Il tema “vaccini” è, ormai, all’ordine del giorno.
Così come lo è l’attuazione del piano vaccinale aziendale, la sua regolamentazione ed i risvolti che questo implica.
Sono state delineate le procedure che, alternativamente, il datore di lavoro promotore del piano, sceglie di seguire.
Ed allora sorge un quesito: nell’attuazione del piano vaccinale qual è il soggetto titolare del trattamento dei dati dei lavoratori interessati all’iniziativa? Se ne fa carico il datore di lavoro? Sorgono esigenze di riservatezza e garanzia?
È intervenuto sul tema, in data 13 maggio 2021, mediante l’adozione del provvedimento n. 198, il Garante per la protezione dei dati personali.
Il documento di indirizzo, denominato “Vaccinazione nei luoghi di lavoro: indicazioni generali per il trattamento dei dati personali”, ha fornito le linee guida essenziali in materia, preso atto che l’attuazione del piano porta, inevitabilmente, con sé la determinazione del trattamento dei dati personali, compresi quelli relativi allo stato di salute dei lavoratori, che dovrà necessariamente essere attuata in conformità a quanto previsto in materia di protezione dei dati ai sensi del Regolamento UE 679/2016 e del Codice per la protezione dei dati personali, nonché di tutta la normativa emergenziale attualmente in vigore.

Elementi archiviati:
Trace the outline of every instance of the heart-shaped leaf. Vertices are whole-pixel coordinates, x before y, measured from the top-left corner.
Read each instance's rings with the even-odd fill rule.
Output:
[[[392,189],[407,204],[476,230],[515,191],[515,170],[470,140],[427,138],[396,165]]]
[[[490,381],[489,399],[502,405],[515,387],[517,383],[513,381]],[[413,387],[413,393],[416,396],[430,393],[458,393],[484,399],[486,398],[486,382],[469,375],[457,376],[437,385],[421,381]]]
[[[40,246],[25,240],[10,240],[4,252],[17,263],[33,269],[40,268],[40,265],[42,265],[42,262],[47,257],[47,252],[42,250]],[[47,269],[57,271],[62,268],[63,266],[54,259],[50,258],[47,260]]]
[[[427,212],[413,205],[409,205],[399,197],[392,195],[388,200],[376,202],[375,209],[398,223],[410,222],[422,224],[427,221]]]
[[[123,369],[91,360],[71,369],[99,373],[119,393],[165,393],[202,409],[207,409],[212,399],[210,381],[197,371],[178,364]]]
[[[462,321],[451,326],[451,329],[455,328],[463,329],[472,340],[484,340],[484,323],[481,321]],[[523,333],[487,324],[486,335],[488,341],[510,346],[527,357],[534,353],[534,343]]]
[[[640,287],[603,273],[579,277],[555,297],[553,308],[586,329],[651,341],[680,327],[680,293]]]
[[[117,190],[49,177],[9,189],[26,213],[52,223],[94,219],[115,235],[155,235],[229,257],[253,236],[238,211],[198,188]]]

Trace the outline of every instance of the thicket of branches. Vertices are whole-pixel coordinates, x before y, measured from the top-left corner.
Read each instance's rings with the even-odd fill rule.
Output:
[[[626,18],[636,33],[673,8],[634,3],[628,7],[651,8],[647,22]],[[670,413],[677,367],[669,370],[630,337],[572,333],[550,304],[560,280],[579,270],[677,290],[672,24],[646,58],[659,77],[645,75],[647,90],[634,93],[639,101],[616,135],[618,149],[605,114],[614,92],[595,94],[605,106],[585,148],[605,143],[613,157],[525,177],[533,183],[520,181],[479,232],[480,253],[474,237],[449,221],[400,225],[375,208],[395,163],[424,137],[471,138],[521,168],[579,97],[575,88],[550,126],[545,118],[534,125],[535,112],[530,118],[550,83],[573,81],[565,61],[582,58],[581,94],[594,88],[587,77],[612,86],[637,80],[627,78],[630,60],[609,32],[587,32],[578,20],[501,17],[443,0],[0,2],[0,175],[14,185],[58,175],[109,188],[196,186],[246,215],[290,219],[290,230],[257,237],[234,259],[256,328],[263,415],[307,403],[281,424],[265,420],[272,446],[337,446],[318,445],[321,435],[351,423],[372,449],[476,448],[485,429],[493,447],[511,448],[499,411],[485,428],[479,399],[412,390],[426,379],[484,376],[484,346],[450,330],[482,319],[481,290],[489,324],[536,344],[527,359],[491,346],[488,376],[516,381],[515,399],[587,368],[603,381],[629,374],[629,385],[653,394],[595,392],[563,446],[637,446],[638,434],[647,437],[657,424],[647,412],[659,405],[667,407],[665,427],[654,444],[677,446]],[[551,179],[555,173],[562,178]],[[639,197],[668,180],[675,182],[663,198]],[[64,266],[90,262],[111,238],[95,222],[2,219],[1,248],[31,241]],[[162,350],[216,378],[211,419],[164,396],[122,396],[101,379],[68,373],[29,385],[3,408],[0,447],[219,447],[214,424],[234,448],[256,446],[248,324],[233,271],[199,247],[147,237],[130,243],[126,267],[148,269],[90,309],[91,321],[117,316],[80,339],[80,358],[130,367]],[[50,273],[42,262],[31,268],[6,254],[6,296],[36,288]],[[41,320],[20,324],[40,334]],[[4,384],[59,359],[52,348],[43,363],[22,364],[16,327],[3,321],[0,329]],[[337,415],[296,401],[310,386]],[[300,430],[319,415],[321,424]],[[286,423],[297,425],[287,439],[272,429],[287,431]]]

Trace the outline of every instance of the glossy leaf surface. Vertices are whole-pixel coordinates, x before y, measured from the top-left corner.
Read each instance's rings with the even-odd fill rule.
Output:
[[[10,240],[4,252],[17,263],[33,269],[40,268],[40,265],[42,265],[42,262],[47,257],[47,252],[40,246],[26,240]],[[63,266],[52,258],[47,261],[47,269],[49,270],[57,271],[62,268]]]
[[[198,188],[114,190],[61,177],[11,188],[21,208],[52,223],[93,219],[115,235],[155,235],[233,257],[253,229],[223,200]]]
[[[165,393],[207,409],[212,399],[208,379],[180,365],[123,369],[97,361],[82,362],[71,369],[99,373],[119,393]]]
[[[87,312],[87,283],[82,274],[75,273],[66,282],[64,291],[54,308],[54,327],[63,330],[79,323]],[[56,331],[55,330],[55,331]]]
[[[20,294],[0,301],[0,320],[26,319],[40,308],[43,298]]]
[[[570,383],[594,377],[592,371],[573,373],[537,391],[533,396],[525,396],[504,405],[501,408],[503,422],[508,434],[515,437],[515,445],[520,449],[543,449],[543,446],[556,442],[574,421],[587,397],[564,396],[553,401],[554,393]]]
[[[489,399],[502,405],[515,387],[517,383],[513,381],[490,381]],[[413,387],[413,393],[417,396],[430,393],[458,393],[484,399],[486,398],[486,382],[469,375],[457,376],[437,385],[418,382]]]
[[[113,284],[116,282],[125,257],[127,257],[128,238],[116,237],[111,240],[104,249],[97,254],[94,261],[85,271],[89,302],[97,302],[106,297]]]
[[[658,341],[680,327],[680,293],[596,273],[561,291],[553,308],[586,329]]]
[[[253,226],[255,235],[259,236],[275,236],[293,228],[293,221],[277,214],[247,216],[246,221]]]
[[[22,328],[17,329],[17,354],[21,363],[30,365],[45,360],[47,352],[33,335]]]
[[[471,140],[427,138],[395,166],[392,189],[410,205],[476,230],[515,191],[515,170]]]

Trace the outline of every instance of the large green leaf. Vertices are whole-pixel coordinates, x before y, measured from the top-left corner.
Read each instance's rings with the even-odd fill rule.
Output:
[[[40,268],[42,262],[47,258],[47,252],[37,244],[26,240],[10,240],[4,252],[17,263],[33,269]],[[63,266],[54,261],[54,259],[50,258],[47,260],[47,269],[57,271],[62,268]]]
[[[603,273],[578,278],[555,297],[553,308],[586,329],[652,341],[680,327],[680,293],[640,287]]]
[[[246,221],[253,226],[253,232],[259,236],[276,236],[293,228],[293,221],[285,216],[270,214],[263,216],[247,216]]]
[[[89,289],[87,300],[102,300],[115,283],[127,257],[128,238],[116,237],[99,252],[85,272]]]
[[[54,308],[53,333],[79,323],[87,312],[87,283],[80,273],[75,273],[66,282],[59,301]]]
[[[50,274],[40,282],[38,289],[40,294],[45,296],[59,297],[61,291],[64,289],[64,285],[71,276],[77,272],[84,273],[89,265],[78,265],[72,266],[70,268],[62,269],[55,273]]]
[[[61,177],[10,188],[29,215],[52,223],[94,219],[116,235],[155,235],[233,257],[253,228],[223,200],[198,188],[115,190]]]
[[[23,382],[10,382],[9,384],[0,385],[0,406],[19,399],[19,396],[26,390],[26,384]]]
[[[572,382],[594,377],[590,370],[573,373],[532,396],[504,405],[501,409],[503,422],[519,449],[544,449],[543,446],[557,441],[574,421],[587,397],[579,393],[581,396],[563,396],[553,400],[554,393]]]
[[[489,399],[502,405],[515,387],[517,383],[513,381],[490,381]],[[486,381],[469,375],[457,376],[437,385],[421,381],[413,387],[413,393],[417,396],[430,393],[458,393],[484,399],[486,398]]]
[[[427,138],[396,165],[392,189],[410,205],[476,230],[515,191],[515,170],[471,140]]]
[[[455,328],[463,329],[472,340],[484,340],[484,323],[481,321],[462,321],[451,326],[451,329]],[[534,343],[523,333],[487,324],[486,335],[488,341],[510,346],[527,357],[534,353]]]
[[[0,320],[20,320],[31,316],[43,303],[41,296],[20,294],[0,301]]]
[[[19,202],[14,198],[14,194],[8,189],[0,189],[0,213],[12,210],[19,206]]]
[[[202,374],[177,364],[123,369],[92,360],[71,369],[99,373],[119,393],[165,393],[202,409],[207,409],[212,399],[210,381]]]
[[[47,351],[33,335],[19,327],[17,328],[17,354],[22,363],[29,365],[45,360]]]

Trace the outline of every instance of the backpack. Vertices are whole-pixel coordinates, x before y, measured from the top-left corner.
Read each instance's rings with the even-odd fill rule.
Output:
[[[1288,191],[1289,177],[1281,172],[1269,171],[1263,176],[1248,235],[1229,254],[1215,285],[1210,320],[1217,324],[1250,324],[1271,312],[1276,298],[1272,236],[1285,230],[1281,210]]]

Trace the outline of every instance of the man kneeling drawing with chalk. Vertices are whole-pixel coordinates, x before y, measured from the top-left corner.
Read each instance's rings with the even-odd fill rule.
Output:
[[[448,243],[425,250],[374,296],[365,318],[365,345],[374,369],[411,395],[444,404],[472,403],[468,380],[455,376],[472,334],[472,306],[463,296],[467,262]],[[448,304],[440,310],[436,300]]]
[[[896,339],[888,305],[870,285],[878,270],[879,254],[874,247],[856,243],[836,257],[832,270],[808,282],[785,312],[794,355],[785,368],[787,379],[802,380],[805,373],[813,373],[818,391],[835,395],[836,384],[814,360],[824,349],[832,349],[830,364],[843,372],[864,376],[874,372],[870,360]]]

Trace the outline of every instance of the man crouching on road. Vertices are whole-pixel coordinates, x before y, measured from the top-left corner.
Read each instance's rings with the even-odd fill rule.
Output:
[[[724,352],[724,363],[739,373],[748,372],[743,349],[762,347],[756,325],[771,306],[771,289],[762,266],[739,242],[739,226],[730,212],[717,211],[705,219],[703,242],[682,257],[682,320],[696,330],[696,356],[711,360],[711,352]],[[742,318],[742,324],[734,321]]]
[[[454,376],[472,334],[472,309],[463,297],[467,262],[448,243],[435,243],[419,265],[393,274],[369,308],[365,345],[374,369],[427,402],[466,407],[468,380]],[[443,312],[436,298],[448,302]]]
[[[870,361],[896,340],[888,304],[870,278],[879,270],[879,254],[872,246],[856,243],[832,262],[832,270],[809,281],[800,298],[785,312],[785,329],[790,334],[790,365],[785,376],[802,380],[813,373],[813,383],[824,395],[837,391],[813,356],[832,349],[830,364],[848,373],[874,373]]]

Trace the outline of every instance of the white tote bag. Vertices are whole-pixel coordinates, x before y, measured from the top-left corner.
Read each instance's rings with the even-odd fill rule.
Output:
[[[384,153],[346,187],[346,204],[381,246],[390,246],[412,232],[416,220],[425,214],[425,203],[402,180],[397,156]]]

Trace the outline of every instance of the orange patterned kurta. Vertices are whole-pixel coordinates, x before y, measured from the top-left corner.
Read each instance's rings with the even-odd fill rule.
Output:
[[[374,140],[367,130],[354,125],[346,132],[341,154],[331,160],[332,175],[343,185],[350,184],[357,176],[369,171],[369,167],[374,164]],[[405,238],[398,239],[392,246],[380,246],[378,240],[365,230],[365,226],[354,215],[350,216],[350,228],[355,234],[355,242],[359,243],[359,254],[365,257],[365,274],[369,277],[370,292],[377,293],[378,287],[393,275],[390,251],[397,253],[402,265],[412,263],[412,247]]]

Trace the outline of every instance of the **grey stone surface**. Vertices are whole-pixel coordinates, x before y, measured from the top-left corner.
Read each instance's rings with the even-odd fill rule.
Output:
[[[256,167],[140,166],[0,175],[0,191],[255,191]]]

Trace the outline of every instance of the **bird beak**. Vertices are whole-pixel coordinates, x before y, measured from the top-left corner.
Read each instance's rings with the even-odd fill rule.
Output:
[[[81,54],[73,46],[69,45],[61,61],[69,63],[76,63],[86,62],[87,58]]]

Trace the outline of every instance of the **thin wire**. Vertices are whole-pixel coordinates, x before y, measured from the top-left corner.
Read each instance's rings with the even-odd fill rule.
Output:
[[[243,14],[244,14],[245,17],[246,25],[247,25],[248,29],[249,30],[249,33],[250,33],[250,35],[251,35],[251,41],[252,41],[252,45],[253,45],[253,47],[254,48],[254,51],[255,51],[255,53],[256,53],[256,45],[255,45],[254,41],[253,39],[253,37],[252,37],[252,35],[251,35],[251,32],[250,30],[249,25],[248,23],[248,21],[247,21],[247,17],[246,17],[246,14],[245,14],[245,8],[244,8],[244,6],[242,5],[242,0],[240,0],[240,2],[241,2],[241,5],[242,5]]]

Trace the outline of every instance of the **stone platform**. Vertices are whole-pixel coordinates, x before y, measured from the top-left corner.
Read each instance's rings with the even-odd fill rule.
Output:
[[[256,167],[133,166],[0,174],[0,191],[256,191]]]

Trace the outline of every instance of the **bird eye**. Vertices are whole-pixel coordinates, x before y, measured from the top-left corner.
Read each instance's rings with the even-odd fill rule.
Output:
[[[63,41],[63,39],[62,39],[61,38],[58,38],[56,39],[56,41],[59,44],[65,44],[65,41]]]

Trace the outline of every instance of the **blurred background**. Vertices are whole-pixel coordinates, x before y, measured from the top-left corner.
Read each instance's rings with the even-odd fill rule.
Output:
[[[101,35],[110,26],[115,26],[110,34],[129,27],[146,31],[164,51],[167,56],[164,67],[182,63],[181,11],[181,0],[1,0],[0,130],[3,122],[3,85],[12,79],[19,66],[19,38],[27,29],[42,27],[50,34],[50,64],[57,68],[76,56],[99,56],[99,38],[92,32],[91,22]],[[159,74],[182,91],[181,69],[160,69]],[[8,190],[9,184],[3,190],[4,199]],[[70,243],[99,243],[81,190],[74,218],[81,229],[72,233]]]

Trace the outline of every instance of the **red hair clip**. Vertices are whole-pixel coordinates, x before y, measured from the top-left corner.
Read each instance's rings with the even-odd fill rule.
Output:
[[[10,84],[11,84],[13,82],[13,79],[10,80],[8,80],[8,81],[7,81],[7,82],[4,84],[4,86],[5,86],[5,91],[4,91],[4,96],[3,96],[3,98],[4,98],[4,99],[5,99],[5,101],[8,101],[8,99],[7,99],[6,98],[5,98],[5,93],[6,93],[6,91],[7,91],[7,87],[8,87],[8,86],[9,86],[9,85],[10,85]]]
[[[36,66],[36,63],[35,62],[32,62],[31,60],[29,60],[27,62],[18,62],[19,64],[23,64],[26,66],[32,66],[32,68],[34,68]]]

COSA FARE: Prosegui il brano sul trattamento dei dati nel piano vaccinale aziendale, riprendendo subito dopo l'ultima frase riportata.

RISULTATO:
Nel quadro normativo vigente si prescrive, sempre, il rispetto del tradizionale riparto di competenze tra medico competente e datore di lavoro.
Il trattamento dei dati inerenti la vaccinazione, invero, presuppone valutazioni cliniche, quali l’individuazione delle dosi necessarie e della tipologia dei vaccini da somministrare sulla base delle condizioni cliniche dei soggetti che vi si sottopongono, e richiede il compimento di particolari operazioni, come la somministrazione e la registrazione, che, per loro stessa natura, necessitano di essere affidate a personale sanitario competente e dotato di specifica formazione. Per tali ragioni, il trattamento dei dati è espressamente affidato ai soli professionisti sanitari, con espresso divieto a carico del datore di lavoro di procedervi.
Il professionista sanitario si adopererà, pertanto, ai fini dell’informazione relativa all’adesione volontaria e all’individuazione delle dosi e tipologie di vaccino da somministrare. Sulla base dei dati raccolti, il datore di lavoro dovrà limitarsi, all’atto di presentazione del piano vaccinale all’Azienda sanitaria competente, ad indicare esclusivamente il numero di dosi necessario all’attuazione del programma. Dovranno, dunque, essere adottate tutte quelle misure a garanzia dei dati raccolti affinchè non entrino, neanche accidentalmente, nella disponibilità di uffici e/o personale che tratti i dati dei lavoratori per finalità connesse alla gestione del rapporto di lavoro.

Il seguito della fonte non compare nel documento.